__Passage__:
╭──

January 3, 2023   7 mins

Education, writes Roberto Calasso in The Ruin of Kasch, comes with a paradox: “it consists above all of things that cannot be learned — or of things that represent what cannot be learned.” Calasso drops the remark almost in passing, and without much further explanation. While he himself was an eminent product of the Italian system of humanist education (still one of the best anywhere), and lectured at major universities around the world, throughout his life Calasso held a fundamental distrust towards the university as an institution. He would advise youth of intellectual promise not to go to university, because a sterile academic imprint could be dangerous to the more open-minded”. While formal education may play a role in formulating the big questions, it is unable to answer them. Indeed, these questions are of such a nature that we cannot learn their answers from someone else; we need to discover them within ourselves.

For about 40 years, between the early Eighties and his death in 2021, Roberto Calasso produced a body of bewilderingly interdisciplinary work combing such fields as literary studies, political theory, religion, anthropology, philosophy, and art history, and dedicated to topics as diverse as Kafka, Tiepolo, Baudelaire, the French Revolution and the Bible, not to mention the Indian, Greek, and Sumerian mythologies. One wonders if there is anything Calasso did not write or know abundantly about. The result is a series of over a dozen closely interrelated books, starting with The Ruin of Kasch (1983) and ending with Under the Eyes of the Angel, which he was still working on when he died and was published in 2022. When the former came out, Italo Calvino, in an attempt to summarise it, observed that the book was about two main subjects: the first was the French diplomat and politician Charles-Maurice de Talleyrand-Périgord, and the second, tutto il resto (“everything else”). Calvino failed in his attempt, then, but he does get his point across succinctly: that it is almost impossible to state what exactly the book is about. And that has been the case with most of Calasso’s work ever since.

Nevertheless, whatever they may focus on, Calasso’s books very often revolve around one central topic: sacrifice. For him, sacrifice is what ties humans to the gods, what brings order into the world and meaning into our lives. In the many mythological traditions that he explores, the cosmos — and the humans within it — came into existence through a primordial sacrificial gesture. That act needs to be constantly re-enacted, through ritual and ceremonies, for the ties between Earth and Heaven to be maintained. Christians partake in such a ritual every time they attend Mass.

╰──

__Dataset excerpt__:
╭──

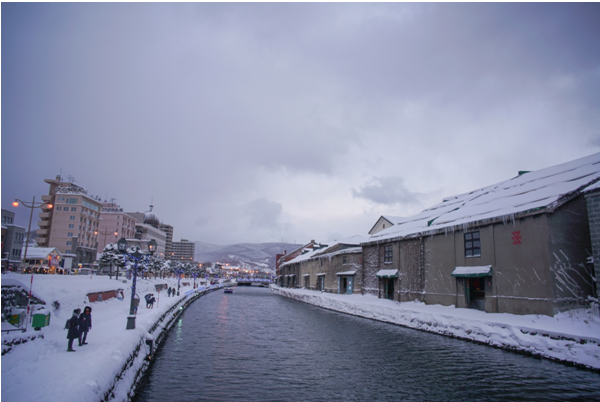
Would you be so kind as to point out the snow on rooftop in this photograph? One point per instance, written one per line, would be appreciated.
(542, 189)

╰──

__Problems to work on__:
1. Reproduce the stretch of the Roberto Calasso passage from "Nevertheless, whatever they" through "they attend Mass.", switching "sacrifice" to "offering".
2. In the passage about Roberto Calasso, what two subjects did Italo Calvino say The Ruin of Kasch was about?
3. Write the next part of the passage about Roberto Calasso, picking up after its final sentence.

__Task responses__:
1.
Nevertheless, whatever they may focus on, Calasso’s books very often revolve around one central topic: offering. For him, offering is what ties humans to the gods, what brings order into the world and meaning into our lives. In the many mythological traditions that he explores, the cosmos — and the humans within it — came into existence through a primordial sacrificial gesture. That act needs to be constantly re-enacted, through ritual and ceremonies, for the ties between Earth and Heaven to be maintained. Christians partake in such a ritual every time they attend Mass.

2. Charles-Maurice de Talleyrand-Périgord and "everything else" (tutto il resto).

3.
Yet for Calasso, sacrifice is not only religious. Indeed, before being a religious event or sacramental practice, sacrifice is life at its most fundamental. In an illuminating interview for The Paris Review, Calasso sketches a philosophy of sacrifice that casts a helpful light on some of the main arguments of his work. The fact is, observes Calasso, that we have “a surplus of energy” which we have to “dispose of”. It all starts with that excess.

“That surplus is simply life. There is no life without surplus. Whatever one does with that surplus, that decides the shape of a culture, of a life, of a mind. There were certain cultures that decided they had to offer it in some way. It is not clear to whom, why, and how, but that was the idea.”

Calasso’s books act as so many signposts on one’s way to the kind of true knowledge that formal education promises but cannot provide — knowledge that will eventually redeem us. That road is long, solitary, and arduous because we are so remote from where we should be. (If this sounds Gnostic, that’s because it probably is.) The problem with our secularised world is that, while sacrifice lies at the heart of life itself, we are no longer willing to accept it. In an age where everything is done for a clear reason, or for certain profit, sacrifice as a supremely gratuitous act has become “entirely useless and obsolete”.

And yet, suggests Calasso, since such acts “have gone on for hundreds of thousands of years and have thus left their traces in our minds”, ignoring them comes at a price. Deprived of the deeper significance of sacrifice, we can no longer make sense of a series of fundamental human experiences: of loss and grief, of transience and impermanence, of our fundamental precariousness and finitude, and in general of all that makes us what we are. In the ancient kingdom of Kasch, when people stop making sacrifices and following rituals, it seems to make their lives easier, but certain ruin follows.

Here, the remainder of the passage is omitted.